__EXERCISE OBJECTIVE__. Whenever a line below holds the word "building", count it; then give the total and nothing else.

__EXERCISE DATA__.
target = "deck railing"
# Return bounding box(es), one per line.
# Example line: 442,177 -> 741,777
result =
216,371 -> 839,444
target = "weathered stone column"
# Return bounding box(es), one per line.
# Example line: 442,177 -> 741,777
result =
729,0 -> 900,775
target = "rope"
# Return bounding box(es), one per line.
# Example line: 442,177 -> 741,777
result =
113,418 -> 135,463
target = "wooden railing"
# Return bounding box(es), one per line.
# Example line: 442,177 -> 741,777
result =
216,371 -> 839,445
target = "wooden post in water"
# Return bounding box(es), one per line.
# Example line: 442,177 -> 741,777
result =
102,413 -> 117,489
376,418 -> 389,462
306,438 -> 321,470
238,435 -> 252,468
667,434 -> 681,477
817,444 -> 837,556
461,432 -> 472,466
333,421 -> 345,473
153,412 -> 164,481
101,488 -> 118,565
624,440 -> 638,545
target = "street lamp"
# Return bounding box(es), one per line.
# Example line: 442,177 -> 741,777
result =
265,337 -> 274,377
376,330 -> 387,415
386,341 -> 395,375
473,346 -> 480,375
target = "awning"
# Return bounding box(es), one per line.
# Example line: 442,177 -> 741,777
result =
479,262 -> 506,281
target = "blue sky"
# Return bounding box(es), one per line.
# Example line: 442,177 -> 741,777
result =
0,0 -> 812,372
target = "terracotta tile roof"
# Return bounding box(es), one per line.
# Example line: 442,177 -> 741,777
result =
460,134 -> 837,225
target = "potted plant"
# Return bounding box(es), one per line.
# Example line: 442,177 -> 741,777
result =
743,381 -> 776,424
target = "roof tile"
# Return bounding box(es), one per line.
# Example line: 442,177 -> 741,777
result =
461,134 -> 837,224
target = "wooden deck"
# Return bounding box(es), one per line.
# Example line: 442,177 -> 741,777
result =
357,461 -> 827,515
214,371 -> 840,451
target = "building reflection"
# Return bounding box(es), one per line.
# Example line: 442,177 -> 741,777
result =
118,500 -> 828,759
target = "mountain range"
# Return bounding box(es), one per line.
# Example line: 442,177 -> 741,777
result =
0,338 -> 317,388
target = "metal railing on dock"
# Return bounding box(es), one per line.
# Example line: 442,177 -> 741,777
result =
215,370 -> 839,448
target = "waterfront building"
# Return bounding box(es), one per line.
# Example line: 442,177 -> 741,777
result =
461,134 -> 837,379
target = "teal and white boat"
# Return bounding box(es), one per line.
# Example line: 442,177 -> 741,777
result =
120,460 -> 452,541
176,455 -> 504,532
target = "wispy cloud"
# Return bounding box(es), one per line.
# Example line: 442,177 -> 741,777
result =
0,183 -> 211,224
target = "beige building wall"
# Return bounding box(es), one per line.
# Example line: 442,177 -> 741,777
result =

__PROBLEM SOLUTION__. 3